* [Listed records]:
________________

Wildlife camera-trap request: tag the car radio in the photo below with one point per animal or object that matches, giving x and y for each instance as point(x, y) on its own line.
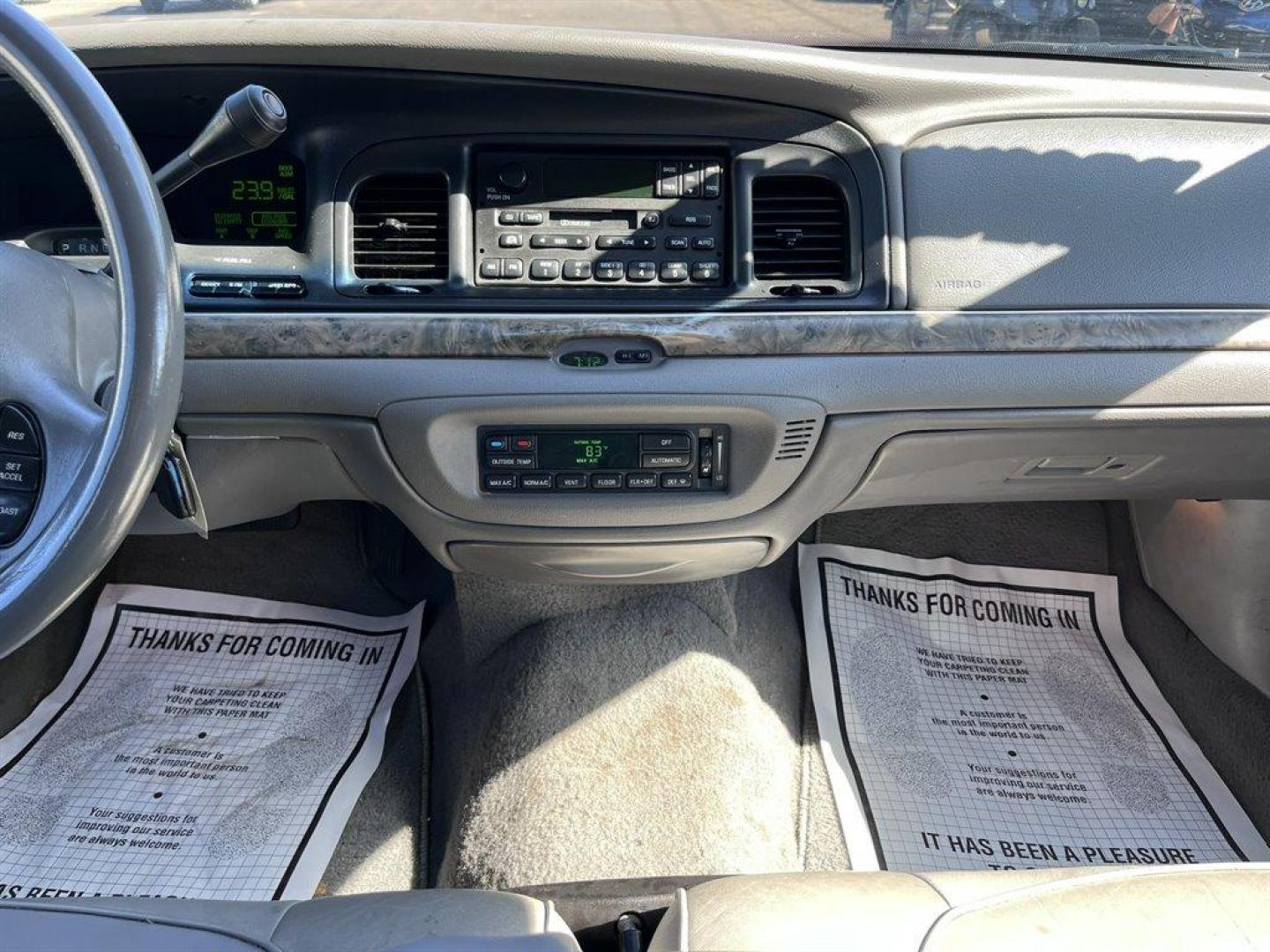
point(631, 221)
point(681, 458)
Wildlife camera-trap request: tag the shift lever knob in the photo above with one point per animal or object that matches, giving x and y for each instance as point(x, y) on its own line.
point(248, 121)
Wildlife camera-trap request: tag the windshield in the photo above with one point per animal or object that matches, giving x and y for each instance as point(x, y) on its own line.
point(1233, 33)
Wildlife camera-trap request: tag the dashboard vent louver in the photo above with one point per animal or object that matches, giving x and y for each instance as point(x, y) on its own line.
point(796, 439)
point(401, 227)
point(800, 228)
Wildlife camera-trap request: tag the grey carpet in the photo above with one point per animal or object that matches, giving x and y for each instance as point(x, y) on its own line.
point(1226, 715)
point(318, 562)
point(592, 734)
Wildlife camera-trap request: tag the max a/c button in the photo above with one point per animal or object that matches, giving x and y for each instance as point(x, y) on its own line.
point(499, 481)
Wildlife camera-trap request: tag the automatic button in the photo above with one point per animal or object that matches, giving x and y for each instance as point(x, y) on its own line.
point(19, 472)
point(18, 432)
point(14, 510)
point(666, 461)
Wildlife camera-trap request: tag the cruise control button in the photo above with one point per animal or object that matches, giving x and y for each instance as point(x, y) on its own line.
point(510, 461)
point(641, 271)
point(666, 461)
point(19, 472)
point(499, 481)
point(14, 510)
point(577, 271)
point(675, 271)
point(681, 442)
point(18, 432)
point(691, 219)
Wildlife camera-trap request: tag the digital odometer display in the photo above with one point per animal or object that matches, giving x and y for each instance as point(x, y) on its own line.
point(588, 450)
point(258, 199)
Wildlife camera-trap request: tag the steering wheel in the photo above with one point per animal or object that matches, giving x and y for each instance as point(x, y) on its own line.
point(93, 362)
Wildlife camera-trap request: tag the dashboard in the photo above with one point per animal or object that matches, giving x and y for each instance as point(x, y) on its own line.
point(485, 271)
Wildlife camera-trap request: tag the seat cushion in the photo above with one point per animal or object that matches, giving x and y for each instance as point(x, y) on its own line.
point(1120, 909)
point(423, 920)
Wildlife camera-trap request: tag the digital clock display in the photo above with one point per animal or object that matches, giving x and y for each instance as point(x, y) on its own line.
point(258, 199)
point(588, 450)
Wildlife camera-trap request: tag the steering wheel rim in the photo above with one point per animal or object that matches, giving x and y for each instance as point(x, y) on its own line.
point(107, 461)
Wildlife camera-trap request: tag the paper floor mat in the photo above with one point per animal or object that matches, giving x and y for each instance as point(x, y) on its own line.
point(982, 718)
point(204, 747)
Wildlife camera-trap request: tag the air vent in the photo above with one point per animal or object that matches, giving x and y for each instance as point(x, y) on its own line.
point(800, 228)
point(400, 227)
point(796, 439)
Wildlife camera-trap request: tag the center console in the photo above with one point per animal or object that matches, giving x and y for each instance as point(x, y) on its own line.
point(587, 219)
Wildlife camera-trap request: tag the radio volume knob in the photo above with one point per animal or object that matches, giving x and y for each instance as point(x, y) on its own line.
point(513, 176)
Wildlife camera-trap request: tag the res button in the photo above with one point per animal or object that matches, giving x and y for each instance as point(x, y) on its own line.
point(18, 432)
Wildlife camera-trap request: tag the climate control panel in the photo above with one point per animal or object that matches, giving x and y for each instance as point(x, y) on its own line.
point(655, 458)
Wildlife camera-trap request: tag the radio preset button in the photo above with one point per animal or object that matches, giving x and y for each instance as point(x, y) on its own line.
point(666, 461)
point(499, 481)
point(675, 271)
point(641, 271)
point(675, 442)
point(544, 270)
point(609, 271)
point(677, 480)
point(606, 480)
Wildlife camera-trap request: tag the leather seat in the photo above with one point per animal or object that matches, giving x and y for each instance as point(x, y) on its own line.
point(1109, 909)
point(424, 920)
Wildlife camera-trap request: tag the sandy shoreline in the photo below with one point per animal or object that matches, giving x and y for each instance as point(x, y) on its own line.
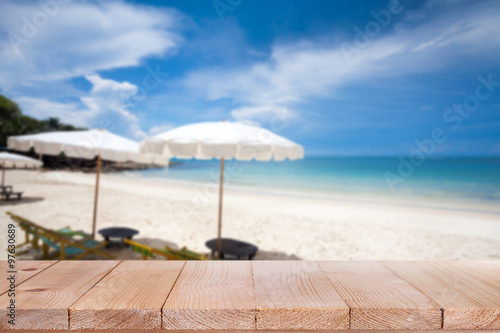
point(284, 227)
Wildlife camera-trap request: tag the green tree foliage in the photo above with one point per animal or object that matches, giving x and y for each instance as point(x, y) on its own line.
point(13, 122)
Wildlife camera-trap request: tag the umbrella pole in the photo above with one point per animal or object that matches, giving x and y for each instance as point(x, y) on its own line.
point(96, 194)
point(3, 174)
point(219, 240)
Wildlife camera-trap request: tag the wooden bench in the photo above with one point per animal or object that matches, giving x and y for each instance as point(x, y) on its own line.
point(256, 296)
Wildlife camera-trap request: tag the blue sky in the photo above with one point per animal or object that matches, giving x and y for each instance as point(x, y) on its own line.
point(338, 77)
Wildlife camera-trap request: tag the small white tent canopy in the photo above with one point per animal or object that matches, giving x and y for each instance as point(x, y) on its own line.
point(9, 160)
point(91, 144)
point(222, 140)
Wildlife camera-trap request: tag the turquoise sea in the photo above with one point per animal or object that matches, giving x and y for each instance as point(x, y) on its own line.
point(458, 177)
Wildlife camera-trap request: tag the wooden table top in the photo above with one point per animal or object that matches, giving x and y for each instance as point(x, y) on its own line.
point(258, 295)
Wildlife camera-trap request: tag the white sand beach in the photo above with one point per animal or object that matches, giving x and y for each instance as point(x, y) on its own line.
point(283, 227)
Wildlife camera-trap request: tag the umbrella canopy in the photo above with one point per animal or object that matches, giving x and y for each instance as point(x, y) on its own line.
point(223, 140)
point(8, 160)
point(85, 145)
point(91, 144)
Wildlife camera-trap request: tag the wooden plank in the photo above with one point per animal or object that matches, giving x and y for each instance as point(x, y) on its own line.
point(42, 302)
point(467, 302)
point(24, 269)
point(266, 331)
point(379, 299)
point(212, 295)
point(487, 271)
point(296, 295)
point(130, 297)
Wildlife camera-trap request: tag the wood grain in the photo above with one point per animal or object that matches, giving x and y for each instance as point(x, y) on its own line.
point(129, 297)
point(42, 302)
point(296, 295)
point(379, 299)
point(212, 295)
point(467, 303)
point(25, 269)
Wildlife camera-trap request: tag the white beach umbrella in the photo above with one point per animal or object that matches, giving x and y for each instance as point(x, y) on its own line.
point(91, 144)
point(9, 160)
point(222, 140)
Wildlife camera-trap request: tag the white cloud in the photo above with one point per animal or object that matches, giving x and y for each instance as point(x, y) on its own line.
point(160, 129)
point(67, 112)
point(102, 107)
point(76, 38)
point(257, 115)
point(297, 72)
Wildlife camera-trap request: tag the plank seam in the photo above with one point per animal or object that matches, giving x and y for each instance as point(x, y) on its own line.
point(254, 297)
point(69, 307)
point(166, 299)
point(17, 285)
point(441, 308)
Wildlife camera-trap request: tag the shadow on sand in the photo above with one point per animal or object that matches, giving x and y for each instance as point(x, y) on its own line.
point(270, 255)
point(24, 200)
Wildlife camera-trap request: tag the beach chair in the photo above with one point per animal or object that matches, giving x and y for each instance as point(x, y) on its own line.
point(8, 194)
point(169, 253)
point(65, 242)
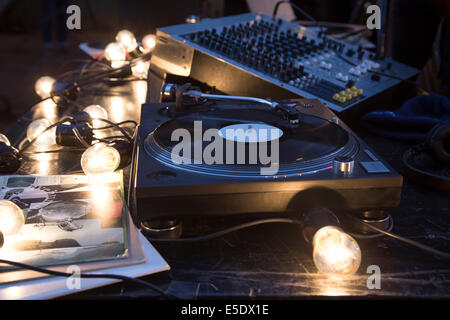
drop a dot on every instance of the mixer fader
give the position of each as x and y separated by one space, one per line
256 55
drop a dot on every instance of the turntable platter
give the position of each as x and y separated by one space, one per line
309 147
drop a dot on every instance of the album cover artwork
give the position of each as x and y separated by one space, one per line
68 219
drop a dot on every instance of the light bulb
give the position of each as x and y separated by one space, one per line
96 111
4 139
100 159
115 53
44 86
36 130
127 40
140 69
335 252
149 42
11 218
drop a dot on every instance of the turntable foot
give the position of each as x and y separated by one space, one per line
162 229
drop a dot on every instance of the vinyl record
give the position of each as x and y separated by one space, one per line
307 147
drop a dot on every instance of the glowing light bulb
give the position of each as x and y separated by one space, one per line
100 159
36 130
149 42
44 86
140 69
116 53
335 252
4 139
127 40
11 218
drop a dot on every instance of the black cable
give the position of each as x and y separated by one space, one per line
89 80
232 229
24 145
118 123
385 74
403 239
89 276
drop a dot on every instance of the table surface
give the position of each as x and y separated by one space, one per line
273 261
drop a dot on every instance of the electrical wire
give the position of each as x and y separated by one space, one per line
385 74
119 124
232 229
90 276
403 239
25 144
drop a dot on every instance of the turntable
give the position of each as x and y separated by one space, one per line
283 157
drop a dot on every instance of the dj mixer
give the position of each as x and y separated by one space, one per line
255 55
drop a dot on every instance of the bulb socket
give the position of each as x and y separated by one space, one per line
65 135
9 159
81 116
116 77
125 149
69 91
316 219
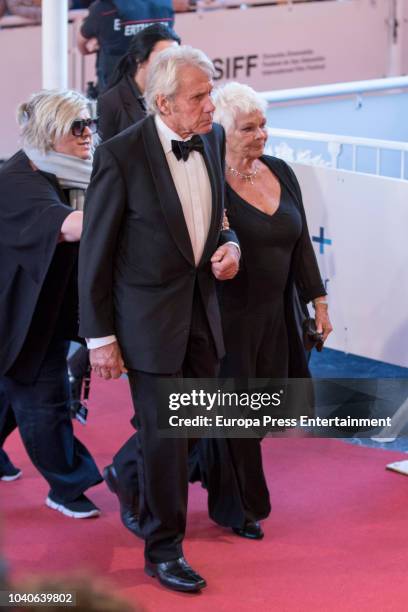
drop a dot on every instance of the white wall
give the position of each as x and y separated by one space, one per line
365 267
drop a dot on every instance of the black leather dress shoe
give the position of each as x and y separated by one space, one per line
128 507
176 575
251 530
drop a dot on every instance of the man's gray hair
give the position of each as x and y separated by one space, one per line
48 115
234 98
162 78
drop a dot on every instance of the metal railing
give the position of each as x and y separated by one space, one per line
335 143
336 89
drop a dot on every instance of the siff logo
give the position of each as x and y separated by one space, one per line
231 67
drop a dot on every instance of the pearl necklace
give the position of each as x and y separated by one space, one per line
245 177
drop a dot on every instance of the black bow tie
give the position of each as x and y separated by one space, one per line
182 149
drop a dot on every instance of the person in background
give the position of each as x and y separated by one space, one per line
40 231
123 103
8 471
261 334
111 24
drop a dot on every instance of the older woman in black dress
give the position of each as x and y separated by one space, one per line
264 207
40 187
122 104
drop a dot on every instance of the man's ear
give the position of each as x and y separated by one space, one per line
163 104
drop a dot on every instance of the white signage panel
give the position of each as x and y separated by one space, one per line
358 225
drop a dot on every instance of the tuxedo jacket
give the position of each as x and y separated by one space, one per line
137 274
119 108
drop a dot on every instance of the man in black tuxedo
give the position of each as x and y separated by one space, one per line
151 249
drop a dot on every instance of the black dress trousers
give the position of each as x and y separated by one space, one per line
155 469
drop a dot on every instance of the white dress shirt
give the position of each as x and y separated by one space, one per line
193 187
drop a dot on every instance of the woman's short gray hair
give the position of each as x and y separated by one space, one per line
162 78
234 98
48 115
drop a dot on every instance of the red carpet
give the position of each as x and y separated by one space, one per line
337 538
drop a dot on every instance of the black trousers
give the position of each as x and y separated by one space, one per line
41 412
155 469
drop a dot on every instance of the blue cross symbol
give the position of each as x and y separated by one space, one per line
321 240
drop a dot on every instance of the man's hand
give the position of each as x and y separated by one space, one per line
323 324
225 262
107 362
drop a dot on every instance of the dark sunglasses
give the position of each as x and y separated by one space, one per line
78 126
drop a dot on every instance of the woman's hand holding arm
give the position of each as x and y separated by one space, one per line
71 229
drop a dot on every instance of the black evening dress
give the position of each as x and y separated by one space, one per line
261 310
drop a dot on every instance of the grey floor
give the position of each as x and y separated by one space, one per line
335 364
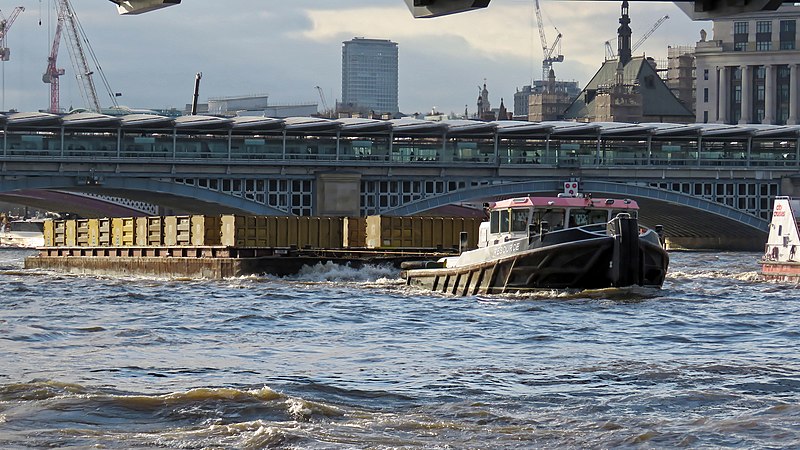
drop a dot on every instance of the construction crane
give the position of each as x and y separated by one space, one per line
5 25
327 112
52 73
548 51
79 46
610 49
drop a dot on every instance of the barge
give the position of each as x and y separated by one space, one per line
231 246
781 260
569 241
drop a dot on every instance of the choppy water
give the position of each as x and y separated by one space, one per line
338 358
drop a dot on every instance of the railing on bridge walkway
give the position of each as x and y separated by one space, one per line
302 141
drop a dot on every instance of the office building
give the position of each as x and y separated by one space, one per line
748 72
369 76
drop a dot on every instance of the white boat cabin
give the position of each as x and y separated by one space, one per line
510 219
784 240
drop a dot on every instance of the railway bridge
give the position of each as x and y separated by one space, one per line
710 185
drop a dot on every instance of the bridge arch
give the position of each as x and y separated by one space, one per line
652 197
183 197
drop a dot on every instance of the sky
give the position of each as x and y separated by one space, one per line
287 48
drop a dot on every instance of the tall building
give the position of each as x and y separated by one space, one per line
681 74
748 73
369 76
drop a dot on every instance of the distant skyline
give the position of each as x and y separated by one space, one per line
286 49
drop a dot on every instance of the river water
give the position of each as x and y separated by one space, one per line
340 358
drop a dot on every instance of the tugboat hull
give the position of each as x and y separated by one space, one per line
574 258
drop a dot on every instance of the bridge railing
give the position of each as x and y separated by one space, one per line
367 150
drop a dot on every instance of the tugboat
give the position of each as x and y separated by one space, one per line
569 241
781 261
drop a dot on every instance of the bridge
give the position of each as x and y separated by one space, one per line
710 185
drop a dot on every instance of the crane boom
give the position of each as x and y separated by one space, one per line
52 73
327 111
649 33
81 65
5 26
547 51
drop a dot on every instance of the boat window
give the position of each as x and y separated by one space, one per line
634 213
580 217
494 222
504 221
519 219
553 216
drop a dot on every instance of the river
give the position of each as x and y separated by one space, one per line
340 358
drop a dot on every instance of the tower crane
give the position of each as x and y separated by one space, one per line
326 111
548 51
52 73
79 45
5 25
610 49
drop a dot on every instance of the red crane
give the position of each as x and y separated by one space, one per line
5 25
52 73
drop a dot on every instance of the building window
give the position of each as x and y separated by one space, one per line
740 36
783 77
763 35
788 35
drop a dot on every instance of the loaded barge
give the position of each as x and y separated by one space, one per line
231 246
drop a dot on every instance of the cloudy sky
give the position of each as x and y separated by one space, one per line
286 48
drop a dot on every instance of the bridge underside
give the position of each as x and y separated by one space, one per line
688 228
60 201
685 226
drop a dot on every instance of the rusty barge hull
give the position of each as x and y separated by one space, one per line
209 262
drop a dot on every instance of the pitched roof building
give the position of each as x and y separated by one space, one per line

________________

* [Assignment]: Using the data above, transcribe exactly the lines between those containing "Wildlife camera-trap request: tag the white cloud" and "drop a dot on every instance of the album", inclusive, and leave every picture behind.

* [Answer section]:
Wildlife camera-trap request: tag the white cloud in the photo above with one point per animal or object that matches, giving x and y for each instance as point(x, y) on its own line.
point(160, 129)
point(67, 112)
point(102, 107)
point(76, 38)
point(257, 115)
point(297, 72)
Wildlife camera-trap request: tag the plank seam in the photo above with one point per animal or object that matches, giving x and y for each instance as point(x, y) on its own line.
point(254, 297)
point(69, 307)
point(166, 299)
point(17, 285)
point(441, 308)
Wildlife camera-trap request: tag the shadow on sand in the photo above with one point per animal or object that matches, giving x and y for each instance as point(x, y) on its own line.
point(270, 255)
point(24, 200)
Wildlife camera-trap request: tag the beach chair in the photo above with one point per animal or object that matches, giving x and y for each instance as point(x, y) on its own line.
point(8, 194)
point(169, 253)
point(65, 242)
drop a dot on every instance of the mixer fader
give the position of each as x and y separated by one space, one per line
256 55
drop a dot on every instance of the turntable platter
give the position of each as x and y separated by one space, one per line
309 147
drop a dot on every instance of the album cover artwork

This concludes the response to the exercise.